→ Directions for this task
Among the records that follow, set down only the lines from the one containing "For each instance of the woman's arm, drop" to the one containing "For each instance of the silver", both included, exactly.

→ Extracted records
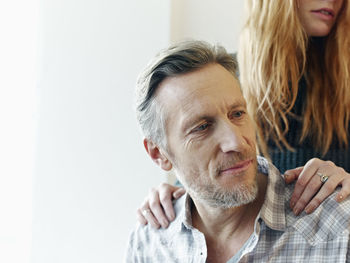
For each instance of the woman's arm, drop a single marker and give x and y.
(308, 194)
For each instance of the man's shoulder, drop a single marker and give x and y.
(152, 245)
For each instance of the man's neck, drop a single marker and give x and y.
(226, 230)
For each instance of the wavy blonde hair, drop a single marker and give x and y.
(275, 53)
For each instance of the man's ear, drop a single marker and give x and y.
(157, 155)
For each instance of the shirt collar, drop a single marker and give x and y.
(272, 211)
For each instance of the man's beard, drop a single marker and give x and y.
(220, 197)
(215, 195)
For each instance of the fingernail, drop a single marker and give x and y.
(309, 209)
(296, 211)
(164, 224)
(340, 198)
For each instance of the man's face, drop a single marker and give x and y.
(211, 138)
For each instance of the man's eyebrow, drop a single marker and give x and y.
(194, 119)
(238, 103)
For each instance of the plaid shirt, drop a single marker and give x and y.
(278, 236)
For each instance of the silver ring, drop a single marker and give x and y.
...
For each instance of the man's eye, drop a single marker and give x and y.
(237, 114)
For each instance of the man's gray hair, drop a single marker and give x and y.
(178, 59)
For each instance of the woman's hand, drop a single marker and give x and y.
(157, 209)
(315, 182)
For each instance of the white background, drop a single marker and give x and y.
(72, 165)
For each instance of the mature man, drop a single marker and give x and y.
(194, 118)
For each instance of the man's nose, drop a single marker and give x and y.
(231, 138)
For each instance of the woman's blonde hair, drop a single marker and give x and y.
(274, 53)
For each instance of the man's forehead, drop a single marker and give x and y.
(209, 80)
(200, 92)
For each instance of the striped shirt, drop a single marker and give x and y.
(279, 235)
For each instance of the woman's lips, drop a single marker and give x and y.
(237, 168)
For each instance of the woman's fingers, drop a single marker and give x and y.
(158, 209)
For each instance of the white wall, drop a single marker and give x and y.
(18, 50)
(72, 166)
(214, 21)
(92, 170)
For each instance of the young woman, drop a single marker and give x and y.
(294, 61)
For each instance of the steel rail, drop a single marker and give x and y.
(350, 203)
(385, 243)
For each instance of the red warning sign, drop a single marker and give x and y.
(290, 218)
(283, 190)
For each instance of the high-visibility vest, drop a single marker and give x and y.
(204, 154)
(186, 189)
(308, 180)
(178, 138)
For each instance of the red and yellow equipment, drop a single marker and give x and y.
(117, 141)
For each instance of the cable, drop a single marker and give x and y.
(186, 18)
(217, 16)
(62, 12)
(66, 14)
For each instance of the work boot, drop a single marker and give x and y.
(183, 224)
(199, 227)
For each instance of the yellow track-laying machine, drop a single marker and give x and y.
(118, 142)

→ Expected answer
For each instance of the woman's arm, drop a single marker and give x and y.
(308, 194)
For each instance of the man's shoulder, drop a single marker and give x and y.
(152, 245)
For each instance of the man's neck, drop a single marker and give x and y.
(226, 230)
For each instance of the wavy blonde hair, drop a single marker and give x and y.
(275, 53)
For each instance of the man's ear, drop a single marker and give x and y.
(157, 155)
For each instance of the shirt collar, drop a single marker and give x and y.
(272, 211)
For each instance of the man's beard, drop a single marker and give x and y.
(220, 197)
(215, 195)
For each instance of the fingernail, drop a single marker and give x and y.
(309, 209)
(296, 211)
(164, 224)
(340, 198)
For each instance of the man's face, drop a single marker and give x and y.
(211, 138)
For each instance of the man's eyebrow, drop a single marker and give x and y.
(194, 119)
(238, 103)
For each instance of the plaid shirt, drop a single marker and give x and y.
(278, 236)
For each instance of the silver ring, drop a single marker and give x and y.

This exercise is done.